§ TASK DESCRIPTION: Express each of the items below as a row of a two-column CSV with the headers "query" and "points": put the item's text in "query" and its answer in "points", each in one quoted field with line breaks turned into spaces. Cover every item and leave the pictures out.

___ STORED DATA ___

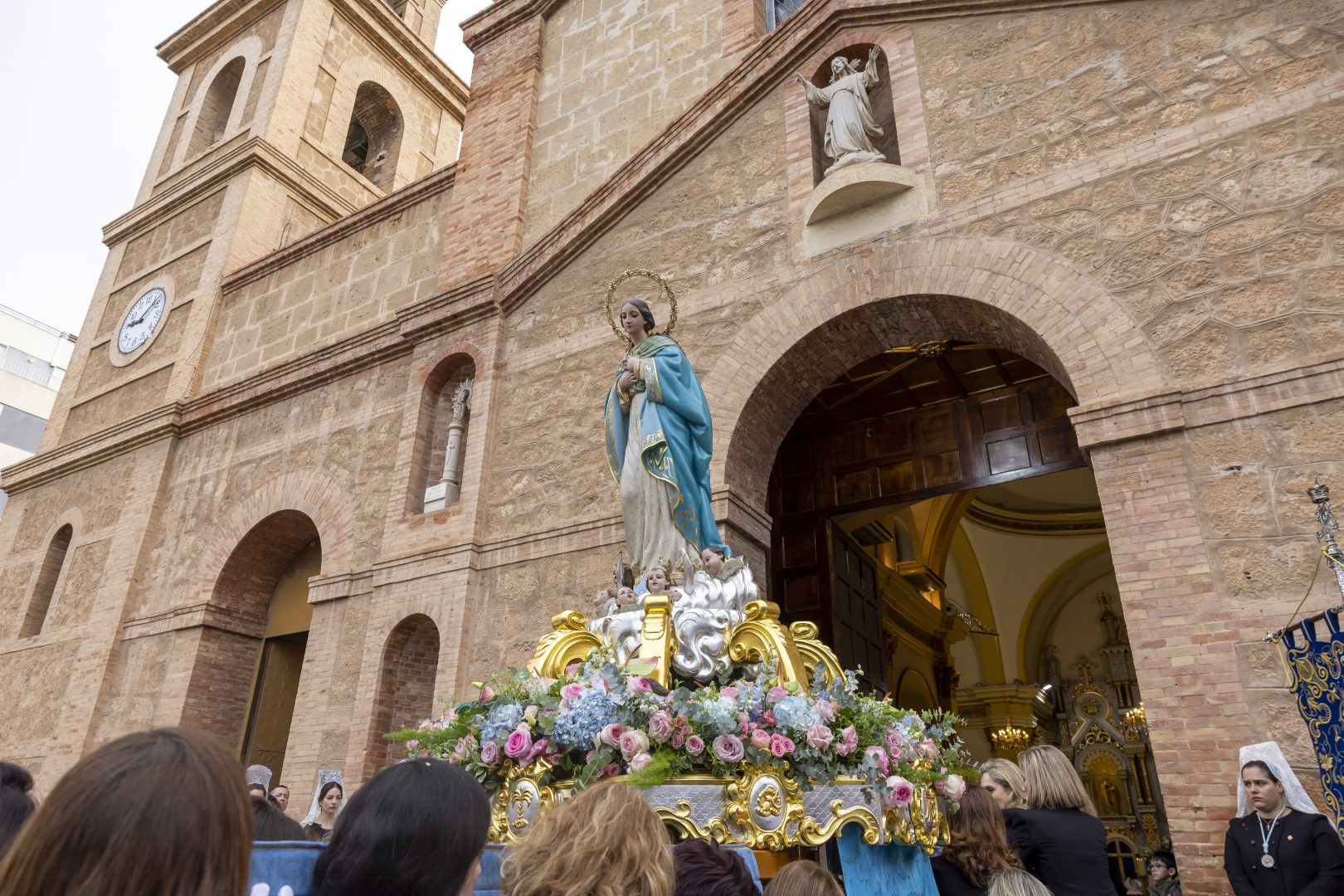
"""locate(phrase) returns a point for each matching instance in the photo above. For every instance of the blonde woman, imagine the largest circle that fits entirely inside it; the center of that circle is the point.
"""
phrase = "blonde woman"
(1014, 881)
(605, 841)
(1003, 779)
(1058, 837)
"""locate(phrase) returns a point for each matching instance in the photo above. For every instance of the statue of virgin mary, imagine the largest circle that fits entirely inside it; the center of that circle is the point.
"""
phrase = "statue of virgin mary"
(659, 441)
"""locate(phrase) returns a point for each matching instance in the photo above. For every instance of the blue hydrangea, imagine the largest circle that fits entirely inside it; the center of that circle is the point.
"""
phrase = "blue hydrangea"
(795, 713)
(719, 716)
(585, 716)
(502, 719)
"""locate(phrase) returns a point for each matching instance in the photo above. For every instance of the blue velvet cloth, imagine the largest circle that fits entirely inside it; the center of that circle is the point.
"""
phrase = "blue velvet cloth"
(886, 869)
(1316, 659)
(676, 437)
(288, 863)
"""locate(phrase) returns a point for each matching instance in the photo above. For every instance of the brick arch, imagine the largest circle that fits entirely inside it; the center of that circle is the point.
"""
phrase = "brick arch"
(407, 681)
(318, 497)
(880, 296)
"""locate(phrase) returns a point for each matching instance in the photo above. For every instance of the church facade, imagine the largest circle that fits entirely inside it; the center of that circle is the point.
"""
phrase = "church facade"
(329, 448)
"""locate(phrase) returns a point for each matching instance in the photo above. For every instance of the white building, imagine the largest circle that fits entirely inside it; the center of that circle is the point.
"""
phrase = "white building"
(32, 363)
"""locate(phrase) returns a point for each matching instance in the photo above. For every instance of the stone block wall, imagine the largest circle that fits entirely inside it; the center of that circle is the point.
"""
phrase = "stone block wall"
(329, 289)
(613, 75)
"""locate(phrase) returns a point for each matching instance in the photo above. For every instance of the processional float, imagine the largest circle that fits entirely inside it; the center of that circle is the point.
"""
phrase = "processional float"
(735, 726)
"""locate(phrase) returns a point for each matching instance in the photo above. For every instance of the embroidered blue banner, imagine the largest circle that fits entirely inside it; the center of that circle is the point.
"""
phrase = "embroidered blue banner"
(1316, 664)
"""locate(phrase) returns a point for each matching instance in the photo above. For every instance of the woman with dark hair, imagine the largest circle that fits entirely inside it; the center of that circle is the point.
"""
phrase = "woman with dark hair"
(1058, 837)
(17, 802)
(802, 878)
(1283, 846)
(269, 824)
(1161, 874)
(329, 796)
(979, 846)
(106, 829)
(704, 868)
(416, 829)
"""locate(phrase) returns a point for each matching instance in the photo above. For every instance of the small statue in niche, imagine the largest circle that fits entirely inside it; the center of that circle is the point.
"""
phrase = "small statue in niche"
(850, 124)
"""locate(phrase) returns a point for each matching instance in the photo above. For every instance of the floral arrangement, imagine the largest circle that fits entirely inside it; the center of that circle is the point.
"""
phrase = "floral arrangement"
(602, 719)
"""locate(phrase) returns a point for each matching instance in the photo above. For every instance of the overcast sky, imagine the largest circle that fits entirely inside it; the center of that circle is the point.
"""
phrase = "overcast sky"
(86, 99)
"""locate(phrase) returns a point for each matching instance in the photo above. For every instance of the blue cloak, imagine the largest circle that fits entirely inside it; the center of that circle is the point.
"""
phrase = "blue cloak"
(676, 437)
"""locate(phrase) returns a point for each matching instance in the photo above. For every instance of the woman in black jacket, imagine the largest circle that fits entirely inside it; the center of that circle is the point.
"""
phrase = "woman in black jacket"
(1058, 837)
(1281, 848)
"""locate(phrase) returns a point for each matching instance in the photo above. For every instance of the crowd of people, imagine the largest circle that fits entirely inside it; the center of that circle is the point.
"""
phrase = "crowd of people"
(420, 828)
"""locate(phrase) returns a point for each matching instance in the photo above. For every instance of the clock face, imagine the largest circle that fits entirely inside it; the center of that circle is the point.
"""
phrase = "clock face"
(141, 320)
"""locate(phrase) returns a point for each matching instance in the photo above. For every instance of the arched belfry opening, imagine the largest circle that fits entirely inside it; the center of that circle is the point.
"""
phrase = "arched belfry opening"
(374, 136)
(933, 514)
(212, 119)
(246, 676)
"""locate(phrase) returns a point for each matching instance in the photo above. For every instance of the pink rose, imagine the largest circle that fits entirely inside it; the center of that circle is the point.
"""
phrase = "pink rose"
(902, 791)
(660, 726)
(633, 742)
(879, 757)
(728, 748)
(611, 735)
(519, 743)
(819, 737)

___

§ OUTPUT:
query,points
"""""""locate(phrase) returns a point for each matching instance in the photo above. For every instance of the blonde woman, imagine the largest circle that fits entirely inside it; the center of that circle is the point. """""" phrase = ""blonde woman""","(1014, 881) (605, 841) (1003, 779) (1058, 837)"
"""""""locate(phrase) returns a point for each matching instance in the photo above. For every instance of the statue of virgin mary, imagine the largest circle that fits entirely inside it; the center of that circle is the point. """""" phrase = ""statue of virgin mary""","(659, 441)"
"""""""locate(phrase) returns a point for each matching instance in the photo above. For every instance of the blue hydrangea, imagine the largest circle that fits entirely inside it; the center of that circle is the point. """""" phrase = ""blue hydrangea""","(795, 713) (719, 716) (585, 716) (502, 719)"
"""""""locate(phrase) returns a point for each matching instance in the photo above. For every instance of the blue velvet cloth, imagine the largest circle that fits entirely inside it; the center of that circle is the point. """""" phrase = ""blue velvet cloth""","(886, 869) (1316, 659) (676, 437) (288, 863)"
"""""""locate(phrase) returns a point for each matching instance in the photo above. For every instance of the brick arch, imagine the largest circle that fits entirely inside it; the center of that circle is the point. """""" phrase = ""brick arch""","(407, 681) (318, 497) (880, 296)"
"""""""locate(phrase) returns a point for each matching instance in the photo above. For every instance of the church facade, imagine the largest circle that fits entirely inside it; the center of that circle is the point. """""" phrase = ""church facade""","(329, 448)"
"""""""locate(phrase) returns a point for each matching instance in the photo above. For every instance of the white building, imagine the largest circle that fits entirely inside it; the center of that circle is the point. """""" phrase = ""white building""","(32, 363)"
"""""""locate(phrase) returns a point for each matching instance in the photo above. For every instance of the stone block wall, imagine the largest circle that fits entirely inside it; the center of that circle is the point. """""" phrase = ""stone block wall""","(329, 289) (613, 75)"
"""""""locate(phrase) returns a point for each matching instance in the photo above. For every instance of the processional float, imagine the largest circle that fits entirely inside it; the center of that circle is the point. """""" phrase = ""processional float""","(735, 726)"
"""""""locate(phrase) returns a point for each matching instance in the photo above. For every instance of the embroidered blue banner, imagine the largest circle that fits entirely inside it; the center of that circle is the point. """""" phrase = ""embroidered blue banner""","(1316, 664)"
"""""""locate(phrase) returns a point for each matching instance in the photo above. For every instance of the woman with dark hair, imagine the largest circle that fits entirely inside it; the center of that circle is the point. """""" phrase = ""woman with dark hair""","(1058, 837) (17, 802) (802, 878) (1283, 846) (269, 824) (1161, 874) (329, 796) (979, 846) (106, 829) (704, 868) (416, 829)"
"""""""locate(phrase) returns a point for each matching instance in the photo above. For every instance of the small statue in niche, imagine the largest circle that fits entirely inside it; the center of that circle is the point. """""" phrase = ""small statue in niche""","(850, 124)"
"""""""locate(phrase) returns a point for each matching instance in the photo above. For every instance of the floral arrangement, imagine the largest circle that fits entirely inside it; the center of that circle is the point. """""" phrase = ""floral arrangement""","(602, 719)"
"""""""locate(phrase) returns a point for each matching instance in the photo above. For every instance of the overcast sky, imagine the largest circle that fits entirely inside it; the center of that circle is the point. """""" phrase = ""overcast sky""","(86, 99)"
"""""""locate(phrase) returns a point for each matching instance in the photo above. For every instance of the blue cloak, imagine the largest circle that fits entirely inside it; the center of that circle is the point. """""" phrase = ""blue cloak""","(676, 437)"
"""""""locate(phrase) returns a point for each matching instance in the photo above. For every instance of the woman in black jacket, imagine the largest circle that fits entirely inside it; the center of that circle is the point. """""" phrase = ""woman in black jacket""","(1058, 837) (1281, 848)"
"""""""locate(phrase) returns a point for each matching instance in the photo above. For every instance of the crowd of people, imagine the largest circle that fits entirely inside it; the center of that circle is the point. """""" phrase = ""crowd of people""","(420, 828)"
"""""""locate(phrase) returns a point for each matching instance in the photo above. For every instance of the clock face, imagine the largest circle that fits entirely inside it; the center of that circle is the point. """""" phrase = ""clock face""","(141, 320)"
"""""""locate(phrase) returns a point for each matching instance in the photo above. For every instance of the arched belfry opening, imagine the largest circle that fits entirely inside it; the center of that circle is the point. """""" phrase = ""arched belfry opening""","(374, 136) (933, 514) (212, 119) (246, 676)"
"""""""locate(phrase) returns a point for each matching instance in the photo above. For every instance of the pink rose, imagine the largest circle that fits entirely inside it; the center of that circle is the point. """""" phrase = ""pink rose""","(902, 791) (660, 726) (633, 742) (879, 757) (728, 748) (611, 735) (519, 743) (819, 737)"